- Records supplied:
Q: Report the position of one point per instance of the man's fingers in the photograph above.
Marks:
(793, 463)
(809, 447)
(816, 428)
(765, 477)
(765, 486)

- Objective: Reproduce every line of the records above word for word, without changing, adding, or leaving out anything.

- Response:
Q: Report the position of one point per instance of the man's fingers in the photograph above.
Marks:
(793, 463)
(809, 447)
(816, 428)
(765, 477)
(765, 486)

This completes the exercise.